=== To be done ===
Restate the data exactly as given and keep the pictures out.

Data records
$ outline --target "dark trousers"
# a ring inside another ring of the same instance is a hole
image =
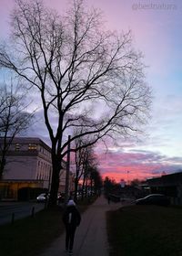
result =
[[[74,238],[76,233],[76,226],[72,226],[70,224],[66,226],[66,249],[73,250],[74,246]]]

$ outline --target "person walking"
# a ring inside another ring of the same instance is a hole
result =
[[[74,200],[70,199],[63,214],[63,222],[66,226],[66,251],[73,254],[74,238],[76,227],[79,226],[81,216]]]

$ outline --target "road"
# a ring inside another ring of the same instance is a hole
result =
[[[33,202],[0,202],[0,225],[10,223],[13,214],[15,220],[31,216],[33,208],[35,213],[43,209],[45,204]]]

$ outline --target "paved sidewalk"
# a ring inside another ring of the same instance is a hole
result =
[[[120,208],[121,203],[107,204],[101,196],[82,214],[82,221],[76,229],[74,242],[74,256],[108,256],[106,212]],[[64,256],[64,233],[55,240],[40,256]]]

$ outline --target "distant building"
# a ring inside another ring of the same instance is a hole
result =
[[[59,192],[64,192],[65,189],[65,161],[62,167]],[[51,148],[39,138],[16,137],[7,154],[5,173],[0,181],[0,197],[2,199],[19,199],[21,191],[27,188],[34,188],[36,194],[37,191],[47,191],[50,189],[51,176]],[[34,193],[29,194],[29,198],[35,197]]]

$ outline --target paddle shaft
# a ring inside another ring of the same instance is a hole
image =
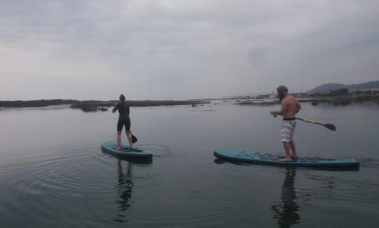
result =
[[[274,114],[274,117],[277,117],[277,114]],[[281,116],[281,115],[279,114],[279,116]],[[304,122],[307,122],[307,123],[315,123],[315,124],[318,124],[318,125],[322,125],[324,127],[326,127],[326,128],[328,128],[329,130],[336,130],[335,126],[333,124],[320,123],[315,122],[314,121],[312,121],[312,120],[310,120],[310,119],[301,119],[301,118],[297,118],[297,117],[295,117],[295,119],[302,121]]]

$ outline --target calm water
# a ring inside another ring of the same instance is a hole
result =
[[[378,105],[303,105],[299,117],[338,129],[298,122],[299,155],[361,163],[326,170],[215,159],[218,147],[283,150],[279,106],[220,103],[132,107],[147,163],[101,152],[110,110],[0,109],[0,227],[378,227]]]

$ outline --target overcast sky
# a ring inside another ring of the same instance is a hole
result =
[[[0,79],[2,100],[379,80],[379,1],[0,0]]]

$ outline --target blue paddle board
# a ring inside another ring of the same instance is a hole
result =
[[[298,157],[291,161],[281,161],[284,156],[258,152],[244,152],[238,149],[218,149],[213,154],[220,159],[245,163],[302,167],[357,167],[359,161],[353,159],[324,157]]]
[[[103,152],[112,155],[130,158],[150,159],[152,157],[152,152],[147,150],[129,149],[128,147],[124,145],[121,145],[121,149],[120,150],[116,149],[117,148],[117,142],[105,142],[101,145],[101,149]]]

=== Exercise result ===
$ outline --target "dark trousers"
# a ring inside another ring of the same instance is a hole
image =
result =
[[[74,238],[76,233],[76,226],[72,226],[70,224],[66,226],[66,249],[73,250],[74,246]]]

$ outline --target "person walking"
# a ring inside another ring of the same instance is a hole
result =
[[[74,200],[70,199],[63,214],[63,222],[66,226],[66,251],[73,254],[74,238],[76,227],[79,226],[81,216]]]

$ outline --target "road"
# a ring inside another ring of the same instance is a hole
result =
[[[33,202],[0,202],[0,225],[10,223],[13,214],[15,220],[31,216],[33,208],[35,213],[43,209],[45,204]]]

$ outline --target "paved sidewalk"
# a ring inside another ring of the same instance is a hole
result =
[[[120,208],[121,203],[107,204],[101,196],[82,214],[82,221],[76,229],[74,242],[74,256],[108,256],[106,212]],[[64,256],[64,233],[55,240],[40,256]]]

$ outline --target "distant building"
# a ring inside another ring of the same instance is a hole
result =
[[[59,192],[64,192],[65,189],[65,161],[62,167]],[[51,148],[39,138],[16,137],[7,154],[5,173],[0,181],[0,197],[2,199],[19,199],[21,191],[27,188],[34,188],[36,194],[37,191],[47,191],[50,189],[51,176]],[[34,193],[29,194],[29,198],[35,197]]]

$ outline --target paddle shaft
# a ring inside another ring of the same instance is a hole
image =
result =
[[[274,114],[274,117],[277,117],[277,114]],[[281,116],[281,115],[279,114],[279,116]],[[304,122],[307,122],[307,123],[315,123],[315,124],[318,124],[318,125],[322,125],[324,127],[326,127],[326,128],[328,128],[329,130],[336,130],[335,126],[333,124],[320,123],[315,122],[314,121],[312,121],[312,120],[310,120],[310,119],[301,119],[301,118],[297,118],[297,117],[295,117],[295,119],[302,121]]]

$ outline --target calm water
# a ring inside another ring of the same instance is a hole
result =
[[[378,105],[303,105],[299,117],[338,129],[298,122],[299,155],[361,163],[326,170],[215,159],[218,147],[283,150],[279,106],[220,103],[132,107],[147,163],[101,152],[110,110],[0,109],[0,227],[378,227]]]

$ outline --target overcast sky
# a ring inside another ring of the same instance is a hole
result =
[[[0,79],[2,100],[379,80],[379,1],[0,0]]]

$ outline --target blue paddle board
# a ring inside another ring of the same instance is a hole
result =
[[[298,157],[291,161],[281,161],[284,156],[258,152],[244,152],[238,149],[218,149],[213,154],[220,159],[245,163],[302,167],[357,167],[359,161],[353,159],[324,157]]]
[[[103,152],[112,155],[130,158],[150,159],[152,157],[152,152],[147,150],[129,149],[128,147],[124,145],[121,145],[121,149],[120,150],[116,149],[117,148],[117,142],[105,142],[101,145],[101,149]]]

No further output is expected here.